REQUIREMENT:
Retype the part of the appeals court opinion from "849 F.2d 1476" to "Appeals, Ninth Circuit." with no changes.

PAGE TEXT:
=-=-=

849 F.2d 1476
NOTICE: Ninth Circuit Rule 36-3 provides that dispositions other than opinions or orders designated for publication are not precedential and should not be cited except when relevant under the doctrines of law of the case, res judicata, or collateral estoppel.
UNITED STATES of America, Plaintiff-Appellee,
Francisco ALMAGUER, Defendant-Appellant.
United States Court of Appeals, Ninth Circuit.
Argued and Submitted June 6, 1988.
Decided June 15, 1988.
Before EUGENE A. WRIGHT, FERGUSON and BRUNETTI, Circuit Judges.
Appellant Francisco "Frank" Almaguer (hereinafter Almaguer) was indicted with his brother Jerry and brother-in-law Apolinar Garcia for violations of federal narcotics laws. Prior to trial, both of Almaguer's co-defendants pled guilty to portions of the indictment. Almaguer was convicted by a jury of one count of conspiring to distribute cocaine and two counts of distributing cocaine in violation of 21 U.S.C. Sec. 841(a)(1), and one count of aiding and abetting the distribution of cocaine in violation of 21 U.S.C. Sec. 841(a)(1) and 18 U.S.C. Sec. 2. He challenges unfavorable evidentiary determinations and claims that he was unduly prejudiced by these and other acts of the trial court. Almaguer also claims that the court erred in failing either to grant his motion for acquittal, or alternatively, to sua sponte dismissing the indictment at the close of the government's case.
This court reviews de novo whether there was evidence sufficient to establish the existence of a conspiracy for the purpose of admitting a co-conspirator's out-of-court statements under Federal Rule of Evidence 801(d)(2)(E). United States v. Crespo de Llano, 838 F.2d 1006, 1016 (9th Cir.1987); United States v. Smith, 790 F.2d 789, 794 (9th Cir.1986). We also review de novo whether the government's evidence, viewed as a whole, warranted a judgment of acquittal. Cf. United States v. Merriweather, 777 F.2d 503, 507 (9th Cir.1985), cert. denied, 475 U.S. 1098 (1986) (appellate and trial court engage in same inquiry when determining propriety of judgment of acquittal).

=-=-=

INFORMATION SHOWN:

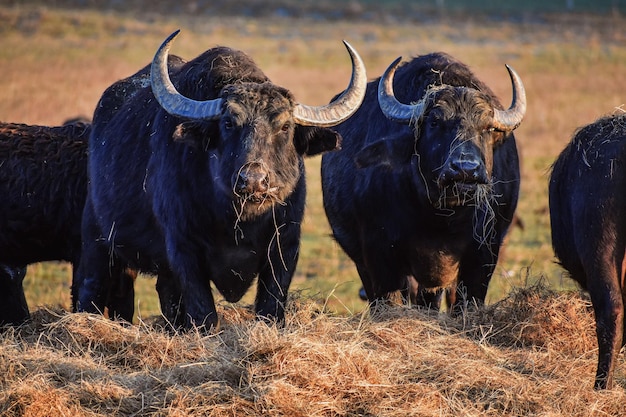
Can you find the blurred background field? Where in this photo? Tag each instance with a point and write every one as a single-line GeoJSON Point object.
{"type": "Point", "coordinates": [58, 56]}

=-=-=

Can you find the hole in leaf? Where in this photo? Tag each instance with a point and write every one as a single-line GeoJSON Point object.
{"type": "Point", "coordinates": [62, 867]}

=-=-=

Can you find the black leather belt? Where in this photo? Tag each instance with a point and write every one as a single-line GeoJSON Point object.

=-=-=

ANSWER TO THE TASK:
849 F.2d 1476
NOTICE: Ninth Circuit Rule 36-3 provides that dispositions other than opinions or orders designated for publication are not precedential and should not be cited except when relevant under the doctrines of law of the case, res judicata, or collateral estoppel.
UNITED STATES of America, Plaintiff-Appellee,
Francisco ALMAGUER, Defendant-Appellant.
United States Court of Appeals, Ninth Circuit.